栄枯盛衰のゲーム業界を生き抜いた経験でユーザーの喜びを創出
- 大阪
- 株式会社ラクジン 代表取締役社長 中野哲雄氏
ガレージから高層ビルへ
ゲーム業界に入られた経緯を教えてください。
昭和23(1948)年に福岡県で生まれ、田川市の工業高校を出てから福岡市の機械商社に就職をしました。ところが、大阪へ出て羽曳野市の青果店を経営していた3つ上の兄から「人手が足りないので手伝ってくれ」と言われ、半年で商社を辞めて大阪に来ました。少し経ったころ、後にゲームメーカーの「カプコン」を設立し会長となった辻本憲三さんと知り合ったのです。当時、ラムネ菓子を釣り上げるクレーンゲーム機や、玉が入ると景品のガムが出てくるパチンコ台などのアミューズメント機器をリースする商売をしていて、それを手伝い始めました。それがゲームと関わったきっかけです。
偶然のようなものだったのですね。
· · ·
依頼文 1:
抜粋文によると、中野氏は工業高校を出た後、どこに就職しましたか。

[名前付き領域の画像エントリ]
· · ·
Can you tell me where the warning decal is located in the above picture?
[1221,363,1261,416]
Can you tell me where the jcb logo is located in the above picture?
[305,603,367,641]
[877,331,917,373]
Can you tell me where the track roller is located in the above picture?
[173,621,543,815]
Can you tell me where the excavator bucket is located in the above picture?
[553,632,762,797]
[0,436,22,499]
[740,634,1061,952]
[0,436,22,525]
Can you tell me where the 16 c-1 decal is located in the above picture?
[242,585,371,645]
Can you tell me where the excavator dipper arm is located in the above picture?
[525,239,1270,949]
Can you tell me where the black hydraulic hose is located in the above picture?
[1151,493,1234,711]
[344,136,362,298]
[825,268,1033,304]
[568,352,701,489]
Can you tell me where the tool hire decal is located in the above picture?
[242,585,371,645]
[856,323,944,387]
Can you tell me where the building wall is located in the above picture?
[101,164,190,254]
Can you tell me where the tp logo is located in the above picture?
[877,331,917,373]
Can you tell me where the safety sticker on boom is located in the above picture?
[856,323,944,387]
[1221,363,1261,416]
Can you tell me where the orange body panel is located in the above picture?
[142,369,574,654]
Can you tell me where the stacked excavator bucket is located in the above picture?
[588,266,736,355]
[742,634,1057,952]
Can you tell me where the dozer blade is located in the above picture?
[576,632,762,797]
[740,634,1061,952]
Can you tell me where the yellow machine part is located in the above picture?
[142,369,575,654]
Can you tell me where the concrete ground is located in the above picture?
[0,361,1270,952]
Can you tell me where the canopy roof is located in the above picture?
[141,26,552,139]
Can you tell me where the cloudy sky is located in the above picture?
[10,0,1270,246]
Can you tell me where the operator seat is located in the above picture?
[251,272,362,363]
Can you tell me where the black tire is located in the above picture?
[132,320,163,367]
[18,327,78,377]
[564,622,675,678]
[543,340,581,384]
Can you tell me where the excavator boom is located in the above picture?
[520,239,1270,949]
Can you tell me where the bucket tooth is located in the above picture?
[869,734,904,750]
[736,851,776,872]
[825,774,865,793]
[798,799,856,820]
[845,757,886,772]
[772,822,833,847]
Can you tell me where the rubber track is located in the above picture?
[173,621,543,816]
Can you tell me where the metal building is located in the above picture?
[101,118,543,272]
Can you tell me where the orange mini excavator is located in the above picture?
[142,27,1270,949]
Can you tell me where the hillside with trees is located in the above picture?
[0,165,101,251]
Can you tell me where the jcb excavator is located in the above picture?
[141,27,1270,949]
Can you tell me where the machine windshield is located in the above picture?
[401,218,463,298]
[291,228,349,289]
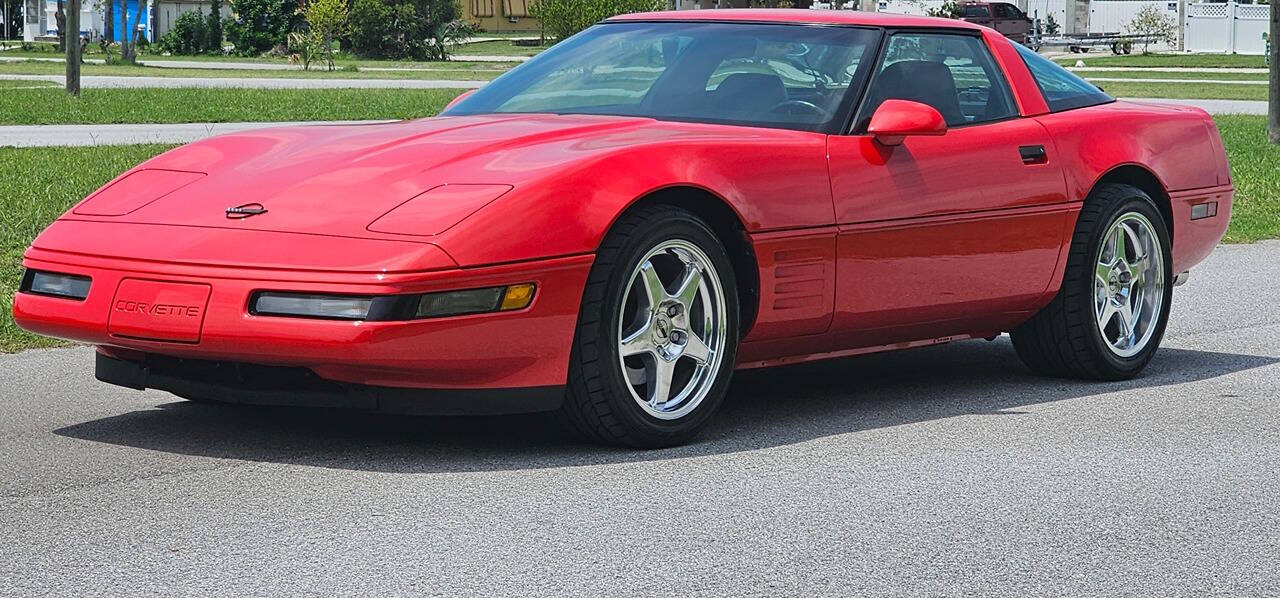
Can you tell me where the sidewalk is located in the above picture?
[1084,76,1268,86]
[0,54,532,70]
[0,120,394,147]
[1066,67,1268,74]
[0,97,1267,147]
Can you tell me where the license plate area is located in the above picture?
[106,278,210,343]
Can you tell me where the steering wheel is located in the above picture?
[768,100,831,119]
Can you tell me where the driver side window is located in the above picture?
[704,40,868,122]
[858,33,1018,128]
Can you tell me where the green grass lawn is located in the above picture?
[0,117,1280,352]
[0,61,507,81]
[0,79,59,91]
[1053,53,1266,68]
[0,88,461,124]
[0,145,170,352]
[449,40,550,56]
[1213,115,1280,243]
[1080,70,1267,81]
[1094,81,1267,101]
[0,49,524,68]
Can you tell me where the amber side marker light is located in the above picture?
[500,284,534,311]
[1192,201,1217,220]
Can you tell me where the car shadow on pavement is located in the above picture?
[54,338,1280,474]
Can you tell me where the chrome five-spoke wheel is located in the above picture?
[561,204,742,448]
[1093,213,1165,357]
[617,239,727,420]
[1010,183,1172,380]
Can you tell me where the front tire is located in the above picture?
[1010,184,1174,380]
[561,205,739,448]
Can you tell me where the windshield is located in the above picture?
[444,22,879,131]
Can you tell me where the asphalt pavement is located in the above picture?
[0,74,488,90]
[0,120,392,147]
[0,242,1280,597]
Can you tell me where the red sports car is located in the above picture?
[13,10,1233,447]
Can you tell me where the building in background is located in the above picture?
[461,0,543,33]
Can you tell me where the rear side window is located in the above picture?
[1014,44,1115,113]
[858,33,1016,129]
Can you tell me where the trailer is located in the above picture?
[1028,33,1158,54]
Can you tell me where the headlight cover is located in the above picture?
[250,283,536,321]
[18,270,92,301]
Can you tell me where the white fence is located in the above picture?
[879,0,1271,54]
[879,0,1178,35]
[1185,3,1271,54]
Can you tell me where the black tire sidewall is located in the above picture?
[580,210,739,444]
[1076,194,1174,378]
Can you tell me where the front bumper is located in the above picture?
[13,247,591,391]
[95,352,564,415]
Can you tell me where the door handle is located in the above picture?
[1018,146,1048,164]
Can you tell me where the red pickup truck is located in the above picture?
[960,3,1032,45]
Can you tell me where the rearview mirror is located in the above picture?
[867,100,947,146]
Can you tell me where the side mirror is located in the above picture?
[440,90,476,113]
[867,100,947,146]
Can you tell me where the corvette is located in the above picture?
[13,9,1233,447]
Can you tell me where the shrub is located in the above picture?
[159,10,207,55]
[348,0,470,60]
[289,0,347,70]
[1044,13,1062,36]
[529,0,667,40]
[924,0,961,19]
[225,0,301,56]
[205,0,223,54]
[1124,4,1178,54]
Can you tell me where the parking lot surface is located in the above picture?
[0,242,1280,595]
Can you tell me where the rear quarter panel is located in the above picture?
[1036,101,1231,273]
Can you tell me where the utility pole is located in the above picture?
[63,0,81,97]
[1267,0,1280,143]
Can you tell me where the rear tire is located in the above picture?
[561,205,739,448]
[1010,184,1174,380]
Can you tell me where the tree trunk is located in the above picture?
[1267,0,1280,143]
[54,0,67,51]
[102,0,115,44]
[59,0,81,96]
[120,0,135,64]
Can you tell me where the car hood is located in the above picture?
[64,114,662,239]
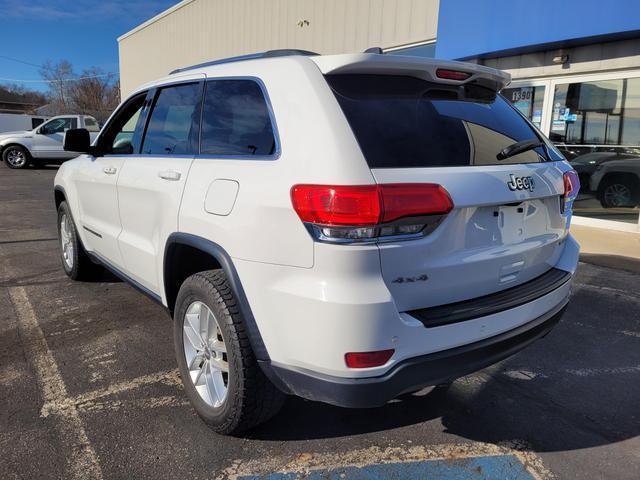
· · ·
依頼文 2:
上の行のうち、「Can you tell me where the black tire is」を含む行から始まり「[54,338,1280,474]」を含む行で終わる部分を、両端も含めてそのまま返してください。画像は回答に入れないでください。

回答文 1:
福岡市の機械商社です。

回答文 2:
Can you tell me where the black tire is located in the above picture?
[132,320,163,367]
[18,327,78,377]
[564,622,675,678]
[543,340,581,384]
Can you tell me where the excavator boom is located in the above picture?
[520,239,1270,949]
Can you tell me where the bucket tooth is located in the above picture?
[869,734,904,750]
[736,851,776,872]
[825,774,865,793]
[798,799,856,820]
[845,757,886,772]
[772,822,833,847]
Can you tell me where the rubber track is located in the above picture?
[173,621,543,816]
Can you tell me where the metal building is located in the above picture?
[101,118,543,272]
Can you tell me where the orange mini excavator is located in the above picture?
[142,27,1270,949]
Can you tell me where the hillside with trees is located in the above picture?
[0,165,101,251]
Can you tell me where the jcb excavator is located in the above picture?
[141,27,1270,949]
Can you tell me where the machine windshield is located in the above picture?
[401,218,463,298]
[291,228,349,289]
Can you tell me where the sidewalk is located in the above picture?
[1084,76,1268,86]
[0,54,532,70]
[0,120,394,147]
[1066,67,1268,74]
[0,97,1267,147]
Can you tell me where the license plate area is located in the above picture?
[106,278,210,343]
Can you tell me where the steering wheel is located in the above picture?
[768,100,831,119]
Can you tell me where the driver side window is located in the above picture?
[704,40,868,122]
[858,33,1018,128]
Can you tell me where the green grass lawn is located in the above picture?
[0,117,1280,352]
[0,61,507,81]
[0,79,59,91]
[1053,53,1266,68]
[0,88,461,124]
[0,145,170,352]
[449,40,550,56]
[1213,115,1280,243]
[1080,70,1267,81]
[1094,81,1267,101]
[0,49,524,68]
Can you tell me where the amber side marker light is located in the above picture?
[500,284,534,311]
[1192,201,1217,220]
Can you tell me where the car shadow on pavement is located in the above picture?
[54,338,1280,474]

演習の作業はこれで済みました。